Aim of the task: Your output is the line containing "Could you kindly point to the framed" plus all lines after it to the end of the records, reproduced exactly, with nothing else.

(Rows from a dataset)
* * *

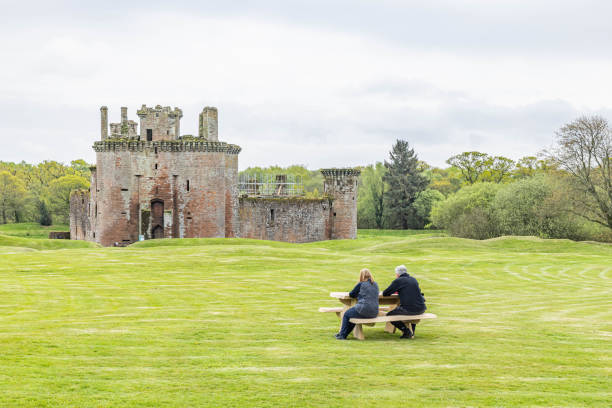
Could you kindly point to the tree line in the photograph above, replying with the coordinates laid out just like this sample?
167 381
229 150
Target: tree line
566 192
40 193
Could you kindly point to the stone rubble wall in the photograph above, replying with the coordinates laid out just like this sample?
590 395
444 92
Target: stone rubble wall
284 219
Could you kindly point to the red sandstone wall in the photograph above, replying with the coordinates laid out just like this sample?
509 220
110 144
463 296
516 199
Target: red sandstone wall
341 186
80 227
129 180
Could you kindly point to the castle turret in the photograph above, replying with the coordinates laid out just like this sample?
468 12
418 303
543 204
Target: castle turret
341 186
104 122
209 124
159 123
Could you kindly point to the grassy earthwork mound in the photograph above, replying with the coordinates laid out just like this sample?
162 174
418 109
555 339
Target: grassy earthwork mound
234 323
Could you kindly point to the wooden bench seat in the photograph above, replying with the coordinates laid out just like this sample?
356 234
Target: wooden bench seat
338 310
358 333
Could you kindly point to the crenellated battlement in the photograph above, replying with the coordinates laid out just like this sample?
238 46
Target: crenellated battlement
158 109
345 172
114 145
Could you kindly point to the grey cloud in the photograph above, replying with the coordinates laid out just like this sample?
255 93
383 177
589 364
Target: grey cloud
543 28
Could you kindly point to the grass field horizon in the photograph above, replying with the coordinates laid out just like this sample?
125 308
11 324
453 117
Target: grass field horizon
234 322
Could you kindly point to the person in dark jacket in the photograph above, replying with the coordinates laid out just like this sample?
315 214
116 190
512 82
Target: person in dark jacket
412 301
366 293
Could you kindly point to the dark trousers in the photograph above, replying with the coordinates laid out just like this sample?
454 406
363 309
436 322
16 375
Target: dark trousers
401 311
347 326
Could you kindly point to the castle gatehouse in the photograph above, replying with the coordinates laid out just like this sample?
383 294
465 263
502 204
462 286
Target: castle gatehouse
155 183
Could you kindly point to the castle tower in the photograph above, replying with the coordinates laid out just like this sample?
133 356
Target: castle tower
159 123
157 185
208 127
103 122
341 186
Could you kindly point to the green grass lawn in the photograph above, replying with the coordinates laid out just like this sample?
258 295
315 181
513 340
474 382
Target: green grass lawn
234 323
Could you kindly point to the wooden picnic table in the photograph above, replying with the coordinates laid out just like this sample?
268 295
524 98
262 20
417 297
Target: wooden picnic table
392 302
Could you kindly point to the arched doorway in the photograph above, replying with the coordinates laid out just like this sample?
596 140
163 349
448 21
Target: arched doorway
157 219
158 232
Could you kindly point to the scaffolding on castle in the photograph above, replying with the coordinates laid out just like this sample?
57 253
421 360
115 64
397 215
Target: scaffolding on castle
268 185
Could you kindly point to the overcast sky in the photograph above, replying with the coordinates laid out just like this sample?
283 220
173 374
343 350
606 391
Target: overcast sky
324 83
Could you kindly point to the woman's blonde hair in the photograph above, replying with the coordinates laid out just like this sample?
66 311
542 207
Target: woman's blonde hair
365 275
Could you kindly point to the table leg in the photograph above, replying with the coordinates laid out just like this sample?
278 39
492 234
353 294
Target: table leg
358 332
347 305
389 327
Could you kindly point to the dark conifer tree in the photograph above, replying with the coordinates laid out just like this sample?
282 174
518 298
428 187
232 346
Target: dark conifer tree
44 214
405 182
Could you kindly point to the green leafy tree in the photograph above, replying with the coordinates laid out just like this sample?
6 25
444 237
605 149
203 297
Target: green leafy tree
446 181
12 195
405 182
538 206
59 194
424 204
498 169
584 151
468 213
471 164
44 214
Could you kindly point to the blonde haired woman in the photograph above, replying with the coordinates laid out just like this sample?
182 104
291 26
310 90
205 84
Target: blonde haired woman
366 293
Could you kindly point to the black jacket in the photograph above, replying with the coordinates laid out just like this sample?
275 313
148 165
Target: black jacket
409 293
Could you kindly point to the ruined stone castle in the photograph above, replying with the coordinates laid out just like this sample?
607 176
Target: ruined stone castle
155 183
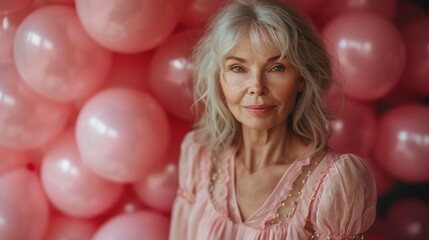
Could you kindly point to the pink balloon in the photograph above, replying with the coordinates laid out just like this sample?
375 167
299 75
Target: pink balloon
402 146
14 5
198 12
408 219
73 188
41 3
409 11
129 26
122 134
370 54
171 73
383 180
130 70
27 121
353 126
331 9
401 95
416 39
158 189
139 225
10 160
307 6
23 207
128 203
55 56
9 23
68 228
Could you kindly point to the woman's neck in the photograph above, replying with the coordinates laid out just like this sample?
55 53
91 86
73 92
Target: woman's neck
260 149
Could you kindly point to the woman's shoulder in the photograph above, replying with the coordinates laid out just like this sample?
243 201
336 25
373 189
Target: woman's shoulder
347 163
345 199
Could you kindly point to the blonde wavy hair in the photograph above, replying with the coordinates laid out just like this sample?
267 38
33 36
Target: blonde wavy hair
266 21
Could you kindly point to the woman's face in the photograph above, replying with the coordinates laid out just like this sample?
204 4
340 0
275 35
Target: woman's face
259 88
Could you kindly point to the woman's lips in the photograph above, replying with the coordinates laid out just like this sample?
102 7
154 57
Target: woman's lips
258 109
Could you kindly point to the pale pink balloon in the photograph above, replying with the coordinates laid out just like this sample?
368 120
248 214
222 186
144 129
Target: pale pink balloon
331 9
9 23
122 134
171 73
128 203
10 160
71 186
56 58
138 225
402 145
198 12
130 70
24 209
369 53
129 26
14 5
27 121
69 228
416 39
158 189
353 126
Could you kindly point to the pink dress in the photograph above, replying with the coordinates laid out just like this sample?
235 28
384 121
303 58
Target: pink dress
333 198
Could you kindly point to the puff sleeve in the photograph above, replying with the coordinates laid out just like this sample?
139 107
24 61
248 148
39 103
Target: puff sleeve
188 178
344 205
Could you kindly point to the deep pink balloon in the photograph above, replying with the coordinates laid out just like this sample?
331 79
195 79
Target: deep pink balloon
171 73
129 26
68 228
353 126
408 219
138 225
198 12
331 9
122 134
409 11
401 95
130 70
56 57
27 121
307 6
370 54
14 5
416 39
402 146
23 207
72 187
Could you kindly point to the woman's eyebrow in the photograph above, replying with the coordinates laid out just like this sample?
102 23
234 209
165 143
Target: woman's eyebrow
275 58
271 59
236 58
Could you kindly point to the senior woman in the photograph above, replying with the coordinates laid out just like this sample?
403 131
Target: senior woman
256 164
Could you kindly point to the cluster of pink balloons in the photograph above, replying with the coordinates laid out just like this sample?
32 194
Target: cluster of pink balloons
95 99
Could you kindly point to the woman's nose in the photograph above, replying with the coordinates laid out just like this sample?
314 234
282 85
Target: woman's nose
257 85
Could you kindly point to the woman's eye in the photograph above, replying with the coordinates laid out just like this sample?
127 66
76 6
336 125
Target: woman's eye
237 69
278 68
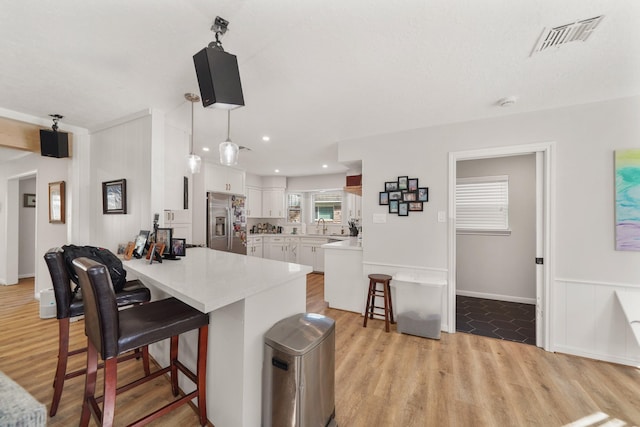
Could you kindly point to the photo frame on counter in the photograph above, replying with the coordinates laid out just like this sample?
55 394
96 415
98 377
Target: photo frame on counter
179 247
403 209
423 194
141 243
383 199
114 197
163 236
29 200
403 182
56 202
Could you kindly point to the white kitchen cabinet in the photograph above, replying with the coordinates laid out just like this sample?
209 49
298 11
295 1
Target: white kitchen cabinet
175 171
223 179
253 207
311 253
273 205
275 248
180 221
354 206
292 248
255 246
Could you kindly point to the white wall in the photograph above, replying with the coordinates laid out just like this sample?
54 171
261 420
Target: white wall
122 151
502 266
27 231
49 235
582 210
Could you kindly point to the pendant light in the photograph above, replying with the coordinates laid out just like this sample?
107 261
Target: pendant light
193 160
229 150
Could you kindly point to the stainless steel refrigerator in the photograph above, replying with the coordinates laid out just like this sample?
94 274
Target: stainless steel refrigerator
226 223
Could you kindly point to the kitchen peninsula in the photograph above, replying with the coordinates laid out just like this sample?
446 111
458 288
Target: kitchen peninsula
244 297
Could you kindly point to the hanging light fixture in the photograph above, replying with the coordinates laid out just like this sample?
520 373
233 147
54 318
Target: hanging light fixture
193 160
229 150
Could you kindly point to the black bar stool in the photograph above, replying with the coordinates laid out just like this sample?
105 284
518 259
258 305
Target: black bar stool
385 293
111 333
69 305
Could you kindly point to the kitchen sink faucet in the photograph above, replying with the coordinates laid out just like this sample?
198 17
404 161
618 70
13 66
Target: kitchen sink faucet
324 226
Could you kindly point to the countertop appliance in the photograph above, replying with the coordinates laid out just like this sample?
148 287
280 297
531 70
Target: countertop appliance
226 223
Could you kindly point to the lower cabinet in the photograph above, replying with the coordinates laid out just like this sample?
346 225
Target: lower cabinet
254 246
311 253
281 248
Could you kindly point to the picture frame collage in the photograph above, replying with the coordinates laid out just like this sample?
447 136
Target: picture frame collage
403 196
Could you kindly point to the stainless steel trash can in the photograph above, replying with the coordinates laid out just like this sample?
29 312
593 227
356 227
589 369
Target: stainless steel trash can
298 374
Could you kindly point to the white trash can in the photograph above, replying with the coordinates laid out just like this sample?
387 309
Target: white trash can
418 305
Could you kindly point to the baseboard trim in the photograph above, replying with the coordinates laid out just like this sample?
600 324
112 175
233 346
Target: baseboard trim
498 297
596 356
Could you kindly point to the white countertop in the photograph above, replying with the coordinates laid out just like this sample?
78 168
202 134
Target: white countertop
350 244
208 279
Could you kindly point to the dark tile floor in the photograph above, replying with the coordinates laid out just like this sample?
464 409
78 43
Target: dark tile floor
496 319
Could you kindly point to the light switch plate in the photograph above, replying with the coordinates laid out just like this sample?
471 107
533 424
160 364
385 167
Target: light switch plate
379 218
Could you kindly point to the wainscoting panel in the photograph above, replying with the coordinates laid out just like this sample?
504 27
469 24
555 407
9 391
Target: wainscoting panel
589 322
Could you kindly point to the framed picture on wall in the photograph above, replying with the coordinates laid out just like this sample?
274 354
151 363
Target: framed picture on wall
29 200
384 198
56 202
423 194
114 197
403 182
403 209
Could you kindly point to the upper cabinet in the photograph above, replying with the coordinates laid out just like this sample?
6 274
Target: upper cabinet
273 203
253 207
223 179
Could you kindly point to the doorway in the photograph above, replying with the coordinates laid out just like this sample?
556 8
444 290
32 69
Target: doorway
542 260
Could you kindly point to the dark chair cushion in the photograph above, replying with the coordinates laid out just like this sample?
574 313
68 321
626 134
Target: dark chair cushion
145 324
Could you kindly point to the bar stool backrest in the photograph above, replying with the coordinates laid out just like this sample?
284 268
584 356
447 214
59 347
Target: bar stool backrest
100 308
61 282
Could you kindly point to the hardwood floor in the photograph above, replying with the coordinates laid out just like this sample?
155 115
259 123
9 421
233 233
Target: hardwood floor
382 379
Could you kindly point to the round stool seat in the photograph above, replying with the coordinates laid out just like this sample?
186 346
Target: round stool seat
385 294
380 277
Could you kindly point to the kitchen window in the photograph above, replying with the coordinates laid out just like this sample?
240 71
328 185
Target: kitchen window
482 205
327 206
294 208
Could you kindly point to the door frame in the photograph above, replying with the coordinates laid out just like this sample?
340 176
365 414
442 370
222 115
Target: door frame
545 191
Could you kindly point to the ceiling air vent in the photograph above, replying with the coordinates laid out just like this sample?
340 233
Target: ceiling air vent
563 34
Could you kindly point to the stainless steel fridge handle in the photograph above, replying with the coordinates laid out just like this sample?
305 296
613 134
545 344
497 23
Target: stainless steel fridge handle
229 230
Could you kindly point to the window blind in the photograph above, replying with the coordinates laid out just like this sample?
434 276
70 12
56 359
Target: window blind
482 203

* * *

Solution:
Could you kindly point to the framed picture on wall in the photograph above, replying with the coordinates laid out just like this sample?
274 354
151 363
Target: framed picture on wall
29 200
384 198
56 202
423 194
114 197
403 182
403 209
Could you kindly point to the upper cabinet in the photograph above, replying with the coordinates laid out just like this sample?
6 274
Target: upper cabinet
273 203
253 207
223 179
Could you kindly point to the doorway in the photograph above, replying with the coordinates laid out just like this sample?
556 8
444 290
32 69
Target: doorway
542 260
Could you kindly point to the dark chair cushion in the photograph above, replying with the coordinates laid out just like this sample?
574 313
68 321
626 134
Target: dark chair cushion
145 324
Could you kindly point to the bar stool backrest in the photograph above, replying with the coordinates laid out just like this sample?
284 268
584 356
447 214
59 347
Target: bar stool backrest
100 308
61 282
Could you kindly point to the hardwood floor in the photograph above, replying with the coordinates laid out just like this sample?
155 115
259 123
9 421
233 233
Target: hardwood floor
382 379
Could you kindly point to the round stool seat in the photograph above, replying with the coordinates laid out just like this sample?
186 346
Target: round stool seat
385 294
380 277
Could you kindly point to the kitchen window in the photograph above, replying with the coordinates laid out just like this sample?
240 71
328 185
Target: kitchen window
482 205
327 206
294 208
Could you kindly point to the door frame in the photograph above, replying with the coordinates laid out just like this sample?
340 176
365 414
442 370
222 115
Target: door frame
545 191
Could you kindly point to the ceiling air vent in the photograph above, replying with the coordinates laid out just like this sample?
340 233
Target: ceiling air vent
563 34
Could you kindly point to the stainless steel fridge handle in the photograph above, replying with the coordinates laid out just like this sample?
305 296
613 134
545 344
497 23
Target: stainless steel fridge handle
229 230
Could you kindly point to the window blind in the photograph above, replying with the coordinates laid out just like this sample?
434 276
70 12
56 359
Target: window blind
482 203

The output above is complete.